AIM
Report how many lines of the records below contain the string "shirt". Give only the number.

++++ INPUT RECORDS

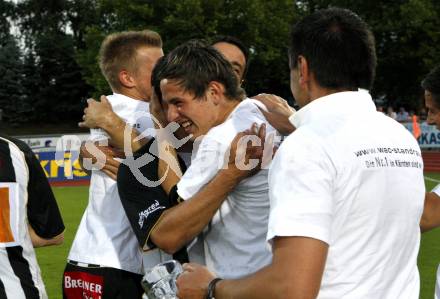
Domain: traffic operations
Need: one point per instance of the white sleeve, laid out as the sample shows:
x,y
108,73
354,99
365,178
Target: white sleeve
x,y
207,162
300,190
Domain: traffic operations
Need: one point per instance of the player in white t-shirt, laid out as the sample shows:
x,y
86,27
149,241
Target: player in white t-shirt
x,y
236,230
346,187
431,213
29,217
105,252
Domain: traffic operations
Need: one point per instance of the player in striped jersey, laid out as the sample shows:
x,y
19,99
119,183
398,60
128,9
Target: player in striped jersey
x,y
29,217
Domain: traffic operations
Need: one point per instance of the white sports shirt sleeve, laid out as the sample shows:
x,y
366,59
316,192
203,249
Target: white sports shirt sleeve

++++++++
++++ INPUT RECORDS

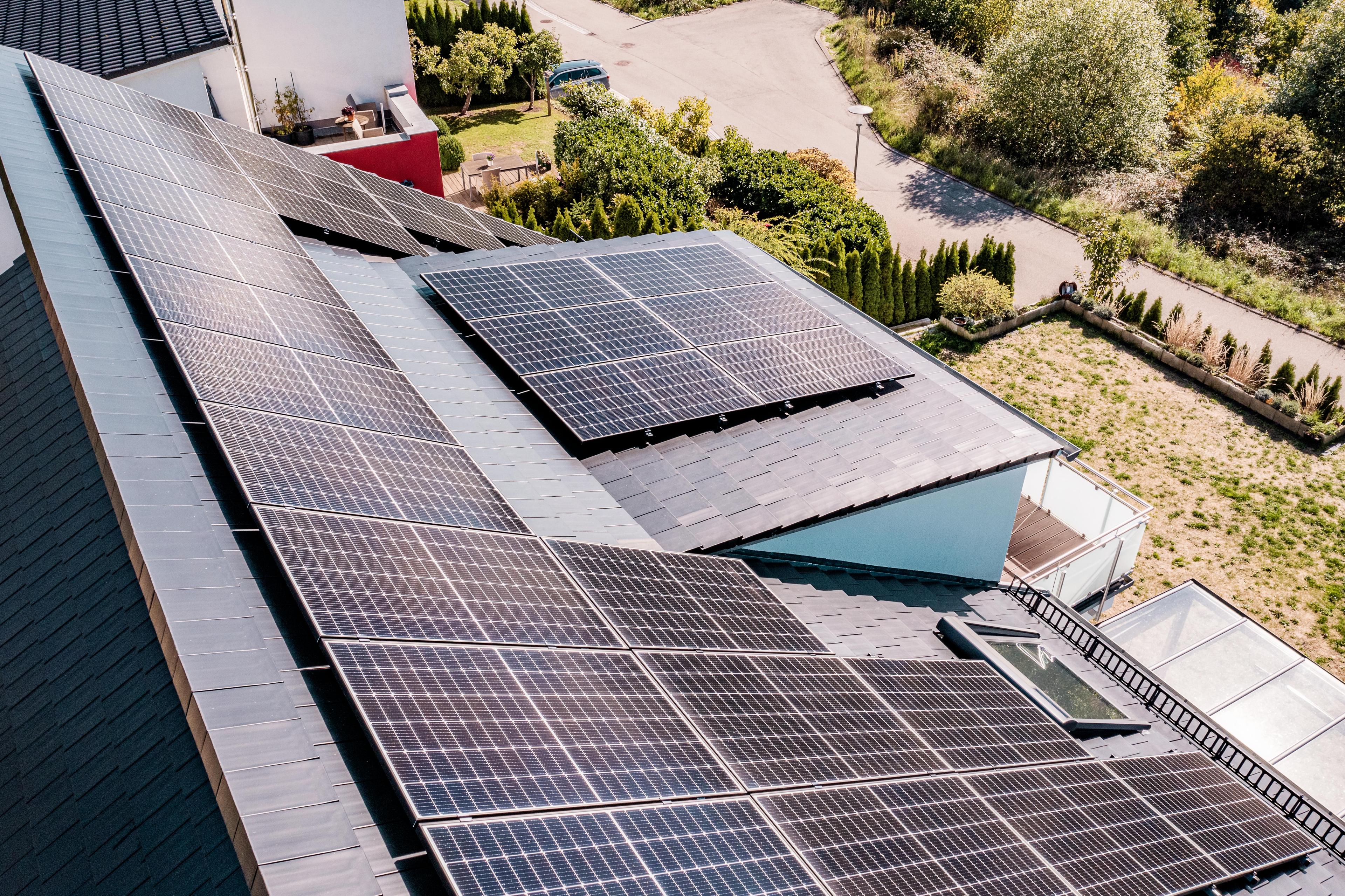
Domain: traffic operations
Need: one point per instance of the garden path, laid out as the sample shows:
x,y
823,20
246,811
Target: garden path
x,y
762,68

++++++++
++++ INPUT RECORDS

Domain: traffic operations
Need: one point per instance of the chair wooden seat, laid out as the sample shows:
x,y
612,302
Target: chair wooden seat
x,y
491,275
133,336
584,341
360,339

++++++++

RESPONSE TO THE TASK
4